Task prompt: Reproduce the passage on container and virtual machine security word for word, everything from "Linux was designed" down to "have access to.".

++++ Quoted passage

Story was previously discussed on HN[1]. Sure, you could argue the author should have done more to secure the endpoint, but this was 100% a failure mode due to how Docker prioritizes convenience over security.
Most containers do not switch the CPU VM context when the CPU switches between containers. VMs do. This is necessary to prevent attacks which can leak data through the CPU cache.
I agree that they have a bunch of security features, because they've been playing security whack-a-mole for a decade. Retrofitting a security boundary onto an existing system is very difficult. Personally Linux containers are still not at a level where I'd trust them for something that was meant to be a hard security boundary rather than a damage mitigation exercise, though obviously that's a subjective judgement.
Linux was designed as a multi-user operating system from the get go. By definition, programs from different users are supposed to run without access to data that they shouldn’t have access to.
I wouldn't say "designed from the start", I would just say virtual machines are naturally more isolated than containers. Since virtual machines are simulating hardware, compared to containers which are isolated user space instances.
But I guess that doesn't mean virtual machines aren't easily escapable without extra work, same as containers.
This doesn’t answer the question. How were VMs designed with security in mind and not with host emulation? Untrusted code? I’m confused, people are talking about vulnerabilities.

++++++++
++++ Supplied information

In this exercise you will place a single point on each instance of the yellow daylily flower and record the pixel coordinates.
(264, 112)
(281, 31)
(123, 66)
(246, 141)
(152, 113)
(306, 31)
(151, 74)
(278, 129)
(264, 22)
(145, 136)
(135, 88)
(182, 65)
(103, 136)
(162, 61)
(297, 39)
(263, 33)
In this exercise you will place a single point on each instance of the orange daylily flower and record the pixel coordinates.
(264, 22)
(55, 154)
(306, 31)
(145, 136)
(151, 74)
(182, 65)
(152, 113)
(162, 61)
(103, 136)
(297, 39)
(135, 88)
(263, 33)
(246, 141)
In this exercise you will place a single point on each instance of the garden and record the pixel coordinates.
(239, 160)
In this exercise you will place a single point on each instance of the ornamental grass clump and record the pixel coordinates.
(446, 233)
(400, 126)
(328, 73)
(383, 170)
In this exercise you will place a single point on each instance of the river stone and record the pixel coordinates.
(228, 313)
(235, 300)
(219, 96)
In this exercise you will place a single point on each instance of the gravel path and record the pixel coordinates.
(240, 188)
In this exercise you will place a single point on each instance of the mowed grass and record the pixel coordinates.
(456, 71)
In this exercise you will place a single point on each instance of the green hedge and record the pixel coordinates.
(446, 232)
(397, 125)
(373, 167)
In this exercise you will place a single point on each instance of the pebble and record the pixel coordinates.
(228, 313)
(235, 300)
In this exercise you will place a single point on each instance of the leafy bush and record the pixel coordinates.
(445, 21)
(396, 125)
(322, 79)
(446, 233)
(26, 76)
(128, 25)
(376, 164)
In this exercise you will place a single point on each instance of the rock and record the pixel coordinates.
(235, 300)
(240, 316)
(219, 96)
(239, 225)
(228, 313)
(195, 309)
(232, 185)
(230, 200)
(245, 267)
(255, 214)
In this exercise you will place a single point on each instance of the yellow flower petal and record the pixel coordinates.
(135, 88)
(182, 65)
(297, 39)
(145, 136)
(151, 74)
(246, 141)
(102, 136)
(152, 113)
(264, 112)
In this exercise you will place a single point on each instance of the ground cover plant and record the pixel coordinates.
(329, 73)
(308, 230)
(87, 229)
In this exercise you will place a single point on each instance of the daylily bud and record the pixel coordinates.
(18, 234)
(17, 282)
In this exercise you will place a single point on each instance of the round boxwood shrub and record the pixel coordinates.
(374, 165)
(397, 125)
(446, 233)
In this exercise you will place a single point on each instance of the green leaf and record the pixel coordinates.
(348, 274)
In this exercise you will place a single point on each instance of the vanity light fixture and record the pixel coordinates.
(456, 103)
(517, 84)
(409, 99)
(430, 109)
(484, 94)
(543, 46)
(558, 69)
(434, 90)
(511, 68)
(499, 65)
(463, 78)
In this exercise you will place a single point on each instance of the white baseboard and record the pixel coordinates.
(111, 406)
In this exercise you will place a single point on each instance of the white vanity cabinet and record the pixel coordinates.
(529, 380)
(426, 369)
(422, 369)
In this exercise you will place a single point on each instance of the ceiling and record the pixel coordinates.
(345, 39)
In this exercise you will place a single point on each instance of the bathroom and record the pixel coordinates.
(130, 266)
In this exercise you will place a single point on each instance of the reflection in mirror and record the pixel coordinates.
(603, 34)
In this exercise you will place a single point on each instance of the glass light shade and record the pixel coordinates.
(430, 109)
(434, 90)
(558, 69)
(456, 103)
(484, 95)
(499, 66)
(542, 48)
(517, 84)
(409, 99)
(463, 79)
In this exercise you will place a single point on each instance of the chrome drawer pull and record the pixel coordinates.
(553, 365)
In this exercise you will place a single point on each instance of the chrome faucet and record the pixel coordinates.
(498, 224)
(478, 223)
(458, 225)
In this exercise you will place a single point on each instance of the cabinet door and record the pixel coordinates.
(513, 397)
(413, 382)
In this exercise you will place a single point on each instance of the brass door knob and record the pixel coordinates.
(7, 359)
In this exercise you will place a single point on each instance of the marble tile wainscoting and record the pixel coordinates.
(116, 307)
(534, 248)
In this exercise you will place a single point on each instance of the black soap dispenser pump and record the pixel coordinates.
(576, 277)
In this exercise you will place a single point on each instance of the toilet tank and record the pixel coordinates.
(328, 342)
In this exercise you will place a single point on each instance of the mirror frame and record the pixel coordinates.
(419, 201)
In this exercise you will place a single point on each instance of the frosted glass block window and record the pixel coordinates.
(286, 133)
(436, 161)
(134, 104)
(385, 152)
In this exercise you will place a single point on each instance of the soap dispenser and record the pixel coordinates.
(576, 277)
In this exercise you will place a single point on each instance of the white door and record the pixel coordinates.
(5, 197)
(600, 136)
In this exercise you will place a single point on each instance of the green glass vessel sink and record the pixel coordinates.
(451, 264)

++++++++
++++ Supplied information

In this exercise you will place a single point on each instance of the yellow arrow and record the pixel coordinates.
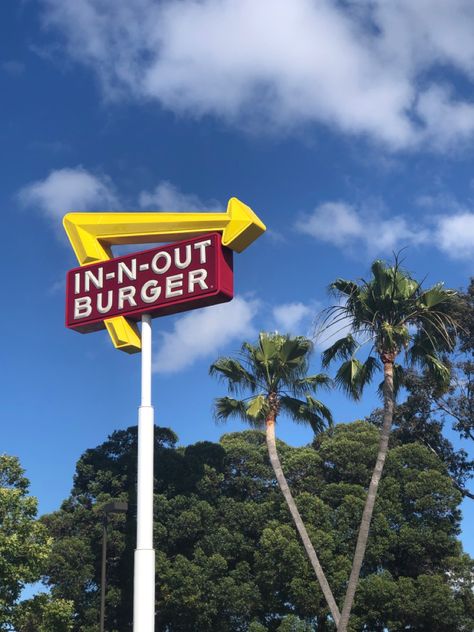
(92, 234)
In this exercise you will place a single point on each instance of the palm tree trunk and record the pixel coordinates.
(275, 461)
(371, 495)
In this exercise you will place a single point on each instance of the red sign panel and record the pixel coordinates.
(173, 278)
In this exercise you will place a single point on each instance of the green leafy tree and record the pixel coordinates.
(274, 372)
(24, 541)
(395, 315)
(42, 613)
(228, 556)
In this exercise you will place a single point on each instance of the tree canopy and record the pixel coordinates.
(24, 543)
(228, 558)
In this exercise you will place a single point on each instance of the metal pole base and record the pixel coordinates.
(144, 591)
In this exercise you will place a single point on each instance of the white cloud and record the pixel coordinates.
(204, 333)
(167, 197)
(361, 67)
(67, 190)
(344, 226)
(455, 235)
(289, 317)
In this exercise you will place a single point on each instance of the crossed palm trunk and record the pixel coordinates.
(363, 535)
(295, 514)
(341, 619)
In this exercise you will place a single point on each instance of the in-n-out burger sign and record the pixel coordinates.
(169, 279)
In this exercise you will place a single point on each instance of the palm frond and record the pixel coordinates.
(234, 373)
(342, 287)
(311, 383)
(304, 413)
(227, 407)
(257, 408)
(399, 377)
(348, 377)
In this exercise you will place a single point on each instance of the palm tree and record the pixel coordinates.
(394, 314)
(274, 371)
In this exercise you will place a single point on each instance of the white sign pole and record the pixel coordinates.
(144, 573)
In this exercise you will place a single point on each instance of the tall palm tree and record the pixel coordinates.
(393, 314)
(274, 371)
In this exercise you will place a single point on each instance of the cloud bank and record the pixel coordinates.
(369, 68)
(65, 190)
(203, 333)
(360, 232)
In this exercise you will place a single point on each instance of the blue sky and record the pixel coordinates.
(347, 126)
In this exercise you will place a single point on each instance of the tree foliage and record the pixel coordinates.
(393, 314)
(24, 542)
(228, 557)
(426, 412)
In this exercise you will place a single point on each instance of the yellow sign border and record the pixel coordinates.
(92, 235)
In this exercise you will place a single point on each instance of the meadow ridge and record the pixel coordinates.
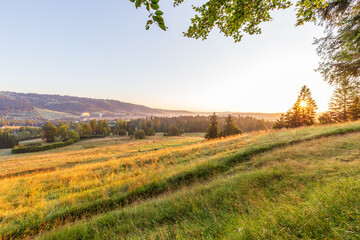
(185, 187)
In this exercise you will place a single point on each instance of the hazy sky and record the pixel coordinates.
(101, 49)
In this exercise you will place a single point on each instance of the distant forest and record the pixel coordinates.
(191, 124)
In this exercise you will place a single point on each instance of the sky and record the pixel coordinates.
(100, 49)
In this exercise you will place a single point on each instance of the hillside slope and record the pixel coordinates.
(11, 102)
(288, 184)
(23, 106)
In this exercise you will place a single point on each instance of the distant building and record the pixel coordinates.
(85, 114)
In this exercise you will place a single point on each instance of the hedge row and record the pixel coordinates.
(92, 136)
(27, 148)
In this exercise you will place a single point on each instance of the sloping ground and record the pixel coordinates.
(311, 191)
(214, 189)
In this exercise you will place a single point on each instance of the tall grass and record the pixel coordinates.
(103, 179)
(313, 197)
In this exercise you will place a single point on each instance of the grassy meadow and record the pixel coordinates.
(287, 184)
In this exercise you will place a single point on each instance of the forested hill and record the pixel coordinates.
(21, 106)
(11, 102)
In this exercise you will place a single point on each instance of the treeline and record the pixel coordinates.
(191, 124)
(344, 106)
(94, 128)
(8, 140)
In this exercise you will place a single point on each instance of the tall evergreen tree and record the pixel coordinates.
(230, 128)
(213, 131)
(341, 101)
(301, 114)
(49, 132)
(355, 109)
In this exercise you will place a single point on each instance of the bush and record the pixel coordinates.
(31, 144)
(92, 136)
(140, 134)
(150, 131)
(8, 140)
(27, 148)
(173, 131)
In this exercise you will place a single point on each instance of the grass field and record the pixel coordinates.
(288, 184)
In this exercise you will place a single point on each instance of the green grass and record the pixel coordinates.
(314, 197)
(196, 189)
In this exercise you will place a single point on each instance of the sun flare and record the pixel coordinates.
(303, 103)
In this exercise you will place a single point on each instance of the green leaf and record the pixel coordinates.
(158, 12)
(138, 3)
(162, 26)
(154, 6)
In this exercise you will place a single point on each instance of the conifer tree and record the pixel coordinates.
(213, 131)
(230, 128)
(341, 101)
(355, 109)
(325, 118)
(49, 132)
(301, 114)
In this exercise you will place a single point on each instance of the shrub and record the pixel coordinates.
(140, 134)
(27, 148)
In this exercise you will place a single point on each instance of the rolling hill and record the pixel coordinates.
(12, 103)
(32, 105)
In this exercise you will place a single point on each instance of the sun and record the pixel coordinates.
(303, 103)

++++++++

Exercise answer:
Linux was designed as a multi-user operating system from the get go. By definition, programs from different users are supposed to run without access to data that they shouldn’t have access to.